■ STATED TASK
Pick out every line in the material below that contains the word "water", and copy each of those lines.

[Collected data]
□ □ □ □ □ □ □

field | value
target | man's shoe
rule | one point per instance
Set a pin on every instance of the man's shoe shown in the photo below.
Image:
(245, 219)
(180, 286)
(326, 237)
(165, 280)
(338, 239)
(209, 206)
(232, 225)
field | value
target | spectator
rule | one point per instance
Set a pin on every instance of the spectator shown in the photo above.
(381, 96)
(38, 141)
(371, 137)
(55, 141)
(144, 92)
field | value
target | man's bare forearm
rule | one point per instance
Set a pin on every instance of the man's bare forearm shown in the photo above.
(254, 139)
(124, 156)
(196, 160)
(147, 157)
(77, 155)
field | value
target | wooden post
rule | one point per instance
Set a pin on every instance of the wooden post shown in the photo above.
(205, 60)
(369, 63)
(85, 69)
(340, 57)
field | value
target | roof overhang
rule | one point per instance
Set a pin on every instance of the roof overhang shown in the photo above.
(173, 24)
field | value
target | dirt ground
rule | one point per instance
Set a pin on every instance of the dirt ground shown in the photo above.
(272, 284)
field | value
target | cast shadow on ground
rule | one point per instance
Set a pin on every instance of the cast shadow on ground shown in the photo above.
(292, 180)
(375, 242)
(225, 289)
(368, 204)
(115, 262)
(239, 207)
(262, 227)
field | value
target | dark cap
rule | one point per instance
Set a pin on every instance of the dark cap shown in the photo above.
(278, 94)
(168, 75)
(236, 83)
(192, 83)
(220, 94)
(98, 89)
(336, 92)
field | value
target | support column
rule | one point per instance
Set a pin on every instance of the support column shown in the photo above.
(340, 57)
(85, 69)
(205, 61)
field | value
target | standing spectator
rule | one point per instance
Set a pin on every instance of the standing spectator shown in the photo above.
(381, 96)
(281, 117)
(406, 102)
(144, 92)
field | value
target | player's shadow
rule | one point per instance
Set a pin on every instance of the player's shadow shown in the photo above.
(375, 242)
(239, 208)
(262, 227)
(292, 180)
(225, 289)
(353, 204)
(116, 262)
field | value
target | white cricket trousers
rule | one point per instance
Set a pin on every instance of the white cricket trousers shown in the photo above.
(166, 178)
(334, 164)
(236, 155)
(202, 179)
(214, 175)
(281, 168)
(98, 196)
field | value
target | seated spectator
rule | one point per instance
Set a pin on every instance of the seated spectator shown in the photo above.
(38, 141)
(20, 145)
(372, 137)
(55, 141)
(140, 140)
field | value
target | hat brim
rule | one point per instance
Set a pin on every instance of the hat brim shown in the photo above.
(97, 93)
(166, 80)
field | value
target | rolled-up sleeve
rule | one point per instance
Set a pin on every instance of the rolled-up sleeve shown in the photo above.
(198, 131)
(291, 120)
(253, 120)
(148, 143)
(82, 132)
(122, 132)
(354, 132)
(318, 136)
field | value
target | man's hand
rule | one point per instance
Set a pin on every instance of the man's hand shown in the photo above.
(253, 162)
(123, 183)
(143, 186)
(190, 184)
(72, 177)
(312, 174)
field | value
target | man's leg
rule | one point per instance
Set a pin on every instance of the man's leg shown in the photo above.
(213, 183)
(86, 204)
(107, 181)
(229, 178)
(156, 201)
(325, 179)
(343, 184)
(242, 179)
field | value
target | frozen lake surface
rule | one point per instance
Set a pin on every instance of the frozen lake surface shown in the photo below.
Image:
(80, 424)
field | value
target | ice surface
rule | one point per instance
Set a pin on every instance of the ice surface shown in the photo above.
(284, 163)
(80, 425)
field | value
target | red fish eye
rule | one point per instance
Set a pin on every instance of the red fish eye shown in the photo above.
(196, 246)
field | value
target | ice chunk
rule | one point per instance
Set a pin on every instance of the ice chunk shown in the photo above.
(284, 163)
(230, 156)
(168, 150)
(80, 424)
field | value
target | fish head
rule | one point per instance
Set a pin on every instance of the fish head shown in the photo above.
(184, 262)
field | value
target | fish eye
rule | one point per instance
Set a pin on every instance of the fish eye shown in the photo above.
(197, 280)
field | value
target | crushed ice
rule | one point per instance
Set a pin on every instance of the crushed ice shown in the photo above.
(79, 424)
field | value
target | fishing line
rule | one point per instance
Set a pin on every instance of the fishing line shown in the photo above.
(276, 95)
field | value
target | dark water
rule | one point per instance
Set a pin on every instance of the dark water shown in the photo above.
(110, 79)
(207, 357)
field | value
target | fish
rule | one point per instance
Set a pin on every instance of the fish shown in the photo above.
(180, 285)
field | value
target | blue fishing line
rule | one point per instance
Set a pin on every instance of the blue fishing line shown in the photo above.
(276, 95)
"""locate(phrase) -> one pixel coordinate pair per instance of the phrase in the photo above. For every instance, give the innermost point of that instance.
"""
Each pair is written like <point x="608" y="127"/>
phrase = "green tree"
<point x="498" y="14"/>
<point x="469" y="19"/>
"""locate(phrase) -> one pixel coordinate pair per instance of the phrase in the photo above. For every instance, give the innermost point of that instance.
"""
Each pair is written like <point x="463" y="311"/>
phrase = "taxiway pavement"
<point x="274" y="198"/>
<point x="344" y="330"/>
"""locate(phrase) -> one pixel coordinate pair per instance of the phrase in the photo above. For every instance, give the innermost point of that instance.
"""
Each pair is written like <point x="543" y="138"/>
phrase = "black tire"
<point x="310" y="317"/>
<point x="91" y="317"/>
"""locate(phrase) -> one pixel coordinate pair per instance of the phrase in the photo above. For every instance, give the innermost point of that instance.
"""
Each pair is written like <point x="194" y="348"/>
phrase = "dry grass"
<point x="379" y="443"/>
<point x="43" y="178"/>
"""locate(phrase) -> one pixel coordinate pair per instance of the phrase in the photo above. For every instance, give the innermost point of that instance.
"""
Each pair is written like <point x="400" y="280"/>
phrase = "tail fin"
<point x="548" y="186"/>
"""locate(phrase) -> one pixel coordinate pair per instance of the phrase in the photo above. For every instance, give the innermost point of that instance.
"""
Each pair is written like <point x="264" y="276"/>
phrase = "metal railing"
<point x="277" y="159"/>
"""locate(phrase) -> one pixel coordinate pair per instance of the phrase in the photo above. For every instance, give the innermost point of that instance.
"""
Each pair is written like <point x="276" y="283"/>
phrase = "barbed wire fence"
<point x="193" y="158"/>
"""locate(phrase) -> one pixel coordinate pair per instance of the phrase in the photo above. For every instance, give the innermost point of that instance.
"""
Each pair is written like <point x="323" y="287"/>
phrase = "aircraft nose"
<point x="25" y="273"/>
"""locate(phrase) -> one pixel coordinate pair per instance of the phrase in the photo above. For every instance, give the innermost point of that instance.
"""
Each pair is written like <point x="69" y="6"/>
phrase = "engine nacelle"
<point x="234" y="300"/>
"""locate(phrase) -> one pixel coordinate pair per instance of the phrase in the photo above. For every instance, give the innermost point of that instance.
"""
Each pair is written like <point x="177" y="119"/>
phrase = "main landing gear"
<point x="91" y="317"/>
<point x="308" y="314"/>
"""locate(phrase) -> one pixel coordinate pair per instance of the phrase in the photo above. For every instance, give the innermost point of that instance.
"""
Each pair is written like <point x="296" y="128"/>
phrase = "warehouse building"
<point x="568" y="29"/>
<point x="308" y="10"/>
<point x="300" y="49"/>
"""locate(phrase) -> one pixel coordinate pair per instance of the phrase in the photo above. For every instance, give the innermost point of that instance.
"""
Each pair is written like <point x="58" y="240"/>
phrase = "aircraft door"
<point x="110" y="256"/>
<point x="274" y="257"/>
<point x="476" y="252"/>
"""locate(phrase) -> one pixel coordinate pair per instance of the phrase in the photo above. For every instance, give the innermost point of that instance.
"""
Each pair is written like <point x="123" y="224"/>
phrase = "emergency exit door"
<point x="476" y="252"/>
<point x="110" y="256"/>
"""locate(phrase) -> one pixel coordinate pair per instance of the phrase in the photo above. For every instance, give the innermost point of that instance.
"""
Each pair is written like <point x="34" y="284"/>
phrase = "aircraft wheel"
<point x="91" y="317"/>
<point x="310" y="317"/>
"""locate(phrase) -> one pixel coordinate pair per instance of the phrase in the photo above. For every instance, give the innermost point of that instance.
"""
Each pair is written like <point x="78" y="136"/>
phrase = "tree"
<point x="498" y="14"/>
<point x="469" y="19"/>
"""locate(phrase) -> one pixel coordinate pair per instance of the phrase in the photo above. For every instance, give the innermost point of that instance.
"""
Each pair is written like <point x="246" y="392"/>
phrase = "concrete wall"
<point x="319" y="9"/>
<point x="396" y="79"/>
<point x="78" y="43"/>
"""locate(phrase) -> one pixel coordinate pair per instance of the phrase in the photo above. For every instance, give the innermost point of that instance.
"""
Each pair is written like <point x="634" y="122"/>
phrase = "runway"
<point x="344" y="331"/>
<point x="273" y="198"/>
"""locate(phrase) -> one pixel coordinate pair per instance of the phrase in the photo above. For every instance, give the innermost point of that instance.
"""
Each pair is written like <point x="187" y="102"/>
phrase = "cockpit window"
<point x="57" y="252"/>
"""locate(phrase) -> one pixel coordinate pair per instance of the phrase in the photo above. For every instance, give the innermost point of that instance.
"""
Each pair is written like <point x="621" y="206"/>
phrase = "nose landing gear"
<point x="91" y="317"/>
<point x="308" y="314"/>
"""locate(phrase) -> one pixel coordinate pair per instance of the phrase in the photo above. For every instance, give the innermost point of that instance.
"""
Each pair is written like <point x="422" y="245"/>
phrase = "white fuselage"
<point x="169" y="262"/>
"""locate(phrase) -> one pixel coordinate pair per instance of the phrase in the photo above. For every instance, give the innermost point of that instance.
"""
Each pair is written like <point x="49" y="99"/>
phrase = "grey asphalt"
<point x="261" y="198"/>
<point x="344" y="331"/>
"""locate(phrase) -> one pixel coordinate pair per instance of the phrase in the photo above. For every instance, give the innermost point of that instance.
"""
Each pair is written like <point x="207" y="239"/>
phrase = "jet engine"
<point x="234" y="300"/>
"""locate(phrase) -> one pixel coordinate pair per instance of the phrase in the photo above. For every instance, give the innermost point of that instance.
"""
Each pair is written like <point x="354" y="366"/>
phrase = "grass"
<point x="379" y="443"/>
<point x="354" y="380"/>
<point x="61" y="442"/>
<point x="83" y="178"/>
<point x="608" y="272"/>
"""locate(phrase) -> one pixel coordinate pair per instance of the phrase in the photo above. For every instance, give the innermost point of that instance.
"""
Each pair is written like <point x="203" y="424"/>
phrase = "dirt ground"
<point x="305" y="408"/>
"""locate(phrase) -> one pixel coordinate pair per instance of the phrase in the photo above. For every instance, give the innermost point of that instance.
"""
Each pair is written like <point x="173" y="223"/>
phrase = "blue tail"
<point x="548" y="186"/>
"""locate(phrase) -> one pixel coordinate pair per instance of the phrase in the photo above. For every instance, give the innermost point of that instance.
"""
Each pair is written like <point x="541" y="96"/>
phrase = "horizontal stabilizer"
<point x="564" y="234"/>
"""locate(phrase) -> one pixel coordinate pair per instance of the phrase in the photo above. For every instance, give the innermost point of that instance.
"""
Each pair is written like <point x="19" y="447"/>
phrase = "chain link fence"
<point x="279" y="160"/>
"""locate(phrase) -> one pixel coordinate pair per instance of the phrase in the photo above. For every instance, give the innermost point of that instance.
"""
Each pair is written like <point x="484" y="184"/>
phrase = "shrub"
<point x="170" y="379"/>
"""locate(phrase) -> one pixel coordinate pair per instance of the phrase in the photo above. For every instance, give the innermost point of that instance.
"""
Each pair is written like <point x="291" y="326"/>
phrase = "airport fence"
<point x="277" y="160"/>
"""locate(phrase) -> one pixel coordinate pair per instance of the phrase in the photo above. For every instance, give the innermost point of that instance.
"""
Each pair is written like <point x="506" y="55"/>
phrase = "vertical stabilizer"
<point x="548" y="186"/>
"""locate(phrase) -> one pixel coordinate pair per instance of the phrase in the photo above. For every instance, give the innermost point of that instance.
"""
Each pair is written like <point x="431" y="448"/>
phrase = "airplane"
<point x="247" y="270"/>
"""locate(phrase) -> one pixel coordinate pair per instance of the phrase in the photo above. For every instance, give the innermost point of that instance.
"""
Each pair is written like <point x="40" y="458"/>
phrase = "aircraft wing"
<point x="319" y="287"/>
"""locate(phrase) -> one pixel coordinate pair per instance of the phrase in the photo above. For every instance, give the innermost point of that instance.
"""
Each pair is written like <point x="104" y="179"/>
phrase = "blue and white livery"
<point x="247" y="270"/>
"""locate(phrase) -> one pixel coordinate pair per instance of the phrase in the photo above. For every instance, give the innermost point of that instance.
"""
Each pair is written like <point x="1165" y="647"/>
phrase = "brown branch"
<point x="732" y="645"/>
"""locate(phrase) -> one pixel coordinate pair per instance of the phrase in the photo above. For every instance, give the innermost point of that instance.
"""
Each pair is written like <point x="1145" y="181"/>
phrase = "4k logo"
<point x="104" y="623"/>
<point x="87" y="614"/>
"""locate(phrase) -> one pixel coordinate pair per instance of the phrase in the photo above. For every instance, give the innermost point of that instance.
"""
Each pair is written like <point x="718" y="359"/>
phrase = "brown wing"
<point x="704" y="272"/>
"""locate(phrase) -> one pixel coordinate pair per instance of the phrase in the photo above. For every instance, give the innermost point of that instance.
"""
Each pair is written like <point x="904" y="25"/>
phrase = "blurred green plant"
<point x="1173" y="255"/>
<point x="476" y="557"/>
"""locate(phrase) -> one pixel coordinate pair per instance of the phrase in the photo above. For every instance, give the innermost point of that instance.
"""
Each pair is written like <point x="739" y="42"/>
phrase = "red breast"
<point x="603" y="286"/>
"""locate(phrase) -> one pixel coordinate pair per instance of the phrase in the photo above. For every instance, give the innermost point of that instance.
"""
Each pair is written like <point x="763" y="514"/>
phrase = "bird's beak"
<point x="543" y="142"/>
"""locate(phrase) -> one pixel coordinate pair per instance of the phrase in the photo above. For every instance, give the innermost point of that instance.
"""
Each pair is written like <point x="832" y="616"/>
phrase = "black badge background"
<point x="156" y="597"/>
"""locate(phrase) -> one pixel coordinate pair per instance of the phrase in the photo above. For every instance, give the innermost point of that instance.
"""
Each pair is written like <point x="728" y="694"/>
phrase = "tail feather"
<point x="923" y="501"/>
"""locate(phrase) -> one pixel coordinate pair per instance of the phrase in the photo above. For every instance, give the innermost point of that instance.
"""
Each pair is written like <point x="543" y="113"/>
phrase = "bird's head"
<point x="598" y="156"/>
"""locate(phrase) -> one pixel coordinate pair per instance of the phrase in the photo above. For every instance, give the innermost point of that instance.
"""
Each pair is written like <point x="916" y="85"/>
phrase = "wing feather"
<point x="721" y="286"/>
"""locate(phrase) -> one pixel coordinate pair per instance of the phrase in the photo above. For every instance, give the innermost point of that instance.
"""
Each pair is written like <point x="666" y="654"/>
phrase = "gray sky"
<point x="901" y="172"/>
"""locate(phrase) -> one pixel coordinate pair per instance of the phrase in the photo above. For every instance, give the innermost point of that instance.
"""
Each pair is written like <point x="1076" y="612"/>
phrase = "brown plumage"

□ □ □ □ □ □ □

■ TASK ANSWER
target | dark water
Set a pin on every instance of the dark water shown in the photo above.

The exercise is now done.